- WORK TO COMPLETE
Using the entries below, quote exactly the span of lines that begins with the line containing "the shirt collar" and ends with the final line.

╭─ SOURCE RECORDS

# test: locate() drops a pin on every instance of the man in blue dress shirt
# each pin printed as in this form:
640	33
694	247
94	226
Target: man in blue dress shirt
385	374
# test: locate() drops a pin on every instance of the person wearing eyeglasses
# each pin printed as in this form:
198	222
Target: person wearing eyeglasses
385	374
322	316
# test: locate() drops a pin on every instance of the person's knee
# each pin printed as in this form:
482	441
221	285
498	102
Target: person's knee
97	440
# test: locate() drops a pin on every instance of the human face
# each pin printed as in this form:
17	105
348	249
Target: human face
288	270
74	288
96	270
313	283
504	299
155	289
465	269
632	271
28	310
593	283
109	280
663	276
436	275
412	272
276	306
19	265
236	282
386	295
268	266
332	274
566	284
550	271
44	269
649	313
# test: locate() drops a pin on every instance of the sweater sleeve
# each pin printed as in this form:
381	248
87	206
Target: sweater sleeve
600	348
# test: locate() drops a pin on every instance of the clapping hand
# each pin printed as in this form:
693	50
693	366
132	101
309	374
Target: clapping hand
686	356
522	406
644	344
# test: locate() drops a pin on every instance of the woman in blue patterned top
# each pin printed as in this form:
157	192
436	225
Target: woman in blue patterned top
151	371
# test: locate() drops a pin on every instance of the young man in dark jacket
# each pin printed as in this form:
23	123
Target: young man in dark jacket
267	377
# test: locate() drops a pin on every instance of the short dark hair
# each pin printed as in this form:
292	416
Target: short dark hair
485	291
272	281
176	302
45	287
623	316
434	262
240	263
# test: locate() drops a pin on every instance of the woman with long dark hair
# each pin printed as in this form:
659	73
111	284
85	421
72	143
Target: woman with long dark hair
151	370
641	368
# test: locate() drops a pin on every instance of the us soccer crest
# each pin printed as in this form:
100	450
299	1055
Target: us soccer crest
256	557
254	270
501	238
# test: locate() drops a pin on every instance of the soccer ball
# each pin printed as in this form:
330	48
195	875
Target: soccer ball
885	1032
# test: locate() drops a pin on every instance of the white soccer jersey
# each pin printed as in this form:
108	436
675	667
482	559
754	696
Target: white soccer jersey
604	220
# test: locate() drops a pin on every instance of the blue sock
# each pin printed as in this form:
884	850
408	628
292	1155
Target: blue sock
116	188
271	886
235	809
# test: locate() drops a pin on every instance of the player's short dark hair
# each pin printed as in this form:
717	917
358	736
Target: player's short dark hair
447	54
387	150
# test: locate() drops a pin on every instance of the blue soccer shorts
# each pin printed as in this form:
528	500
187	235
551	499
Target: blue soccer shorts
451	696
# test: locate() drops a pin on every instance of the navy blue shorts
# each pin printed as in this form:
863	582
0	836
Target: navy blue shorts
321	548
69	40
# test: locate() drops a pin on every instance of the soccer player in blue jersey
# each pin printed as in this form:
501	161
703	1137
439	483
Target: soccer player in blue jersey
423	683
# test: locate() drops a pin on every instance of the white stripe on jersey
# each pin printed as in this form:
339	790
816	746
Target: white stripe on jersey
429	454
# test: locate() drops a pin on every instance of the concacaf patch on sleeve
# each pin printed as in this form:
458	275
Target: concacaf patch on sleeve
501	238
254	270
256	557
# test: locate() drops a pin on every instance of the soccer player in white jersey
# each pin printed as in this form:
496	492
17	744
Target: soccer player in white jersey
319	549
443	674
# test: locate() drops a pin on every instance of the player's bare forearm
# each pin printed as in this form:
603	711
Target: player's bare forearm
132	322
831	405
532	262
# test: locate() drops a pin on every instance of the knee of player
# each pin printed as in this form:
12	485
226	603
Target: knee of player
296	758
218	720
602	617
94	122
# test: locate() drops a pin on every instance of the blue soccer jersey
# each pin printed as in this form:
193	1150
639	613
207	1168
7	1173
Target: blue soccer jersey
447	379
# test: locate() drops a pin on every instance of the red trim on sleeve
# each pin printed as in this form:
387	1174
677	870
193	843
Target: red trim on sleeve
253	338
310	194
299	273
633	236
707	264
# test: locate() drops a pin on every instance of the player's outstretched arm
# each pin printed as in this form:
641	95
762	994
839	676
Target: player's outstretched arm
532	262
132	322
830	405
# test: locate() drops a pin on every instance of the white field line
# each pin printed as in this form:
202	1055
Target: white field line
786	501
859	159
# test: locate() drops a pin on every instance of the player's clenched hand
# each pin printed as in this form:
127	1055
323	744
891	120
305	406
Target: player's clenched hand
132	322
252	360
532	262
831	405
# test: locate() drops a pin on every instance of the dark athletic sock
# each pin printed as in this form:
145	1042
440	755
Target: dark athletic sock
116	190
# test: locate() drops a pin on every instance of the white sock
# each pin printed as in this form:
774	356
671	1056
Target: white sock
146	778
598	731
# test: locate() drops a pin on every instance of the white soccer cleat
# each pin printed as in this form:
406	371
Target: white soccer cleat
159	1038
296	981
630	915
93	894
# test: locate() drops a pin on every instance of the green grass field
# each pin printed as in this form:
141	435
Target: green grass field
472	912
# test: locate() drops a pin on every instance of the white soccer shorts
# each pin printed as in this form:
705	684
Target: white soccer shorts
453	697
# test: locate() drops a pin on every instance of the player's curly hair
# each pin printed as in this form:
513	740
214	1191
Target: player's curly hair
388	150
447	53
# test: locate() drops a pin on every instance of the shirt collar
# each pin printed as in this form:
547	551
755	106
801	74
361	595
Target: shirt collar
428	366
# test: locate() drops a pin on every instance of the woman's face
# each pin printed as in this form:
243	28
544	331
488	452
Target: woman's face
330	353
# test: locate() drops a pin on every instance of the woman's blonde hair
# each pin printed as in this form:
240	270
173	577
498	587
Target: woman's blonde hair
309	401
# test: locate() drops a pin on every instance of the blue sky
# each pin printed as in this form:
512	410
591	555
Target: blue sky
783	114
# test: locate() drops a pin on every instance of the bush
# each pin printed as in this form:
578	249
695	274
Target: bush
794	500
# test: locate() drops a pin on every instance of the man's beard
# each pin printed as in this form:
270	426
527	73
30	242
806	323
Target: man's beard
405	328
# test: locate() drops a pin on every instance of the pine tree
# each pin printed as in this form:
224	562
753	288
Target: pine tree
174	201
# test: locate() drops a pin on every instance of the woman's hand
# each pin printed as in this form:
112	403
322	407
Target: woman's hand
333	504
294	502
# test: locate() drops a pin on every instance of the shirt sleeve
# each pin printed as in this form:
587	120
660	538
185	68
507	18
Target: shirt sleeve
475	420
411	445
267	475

╰─

- OUTPUT FOR THIS EXERCISE
# test: locate() drops a pin on every instance of the shirt collar
# each pin printed as in this form:
547	551
755	106
801	74
361	595
Target: shirt collar
428	366
# test: locate() drops a pin on every instance of the woman's face
# each pin printed as in this form:
243	28
544	331
488	452
Target: woman's face
330	353
# test: locate() drops a pin on every instance of the woman's blonde hair
# each pin printed as in this form:
240	270
173	577
498	587
Target: woman's blonde hair
309	401
# test: locate() drops a pin on every instance of the blue sky
# each pin printed as in this form:
512	410
591	555
Target: blue sky
783	114
# test: locate() drops a pin on every instance of the bush
# each pin printed as in this form:
578	249
695	274
Target: bush
794	500
# test: locate() drops a pin on every instance of the man's beard
# each pin printed as in this form:
270	426
527	73
30	242
806	323
Target: man's beard
405	328
# test: locate() drops a pin on every instance of the pine tree
# each pin printed as in this form:
224	562
753	288
Target: pine tree
174	201
# test: locate() drops a pin on every instance of the woman's hand
# each pin printed as in this form:
112	403
322	407
Target: woman's hand
333	504
294	502
# test: locate() drops a pin on every instance of the shirt sleeve
# each pin printed as in this form:
587	120
660	538
185	68
507	18
Target: shirt sleeve
475	420
411	445
267	475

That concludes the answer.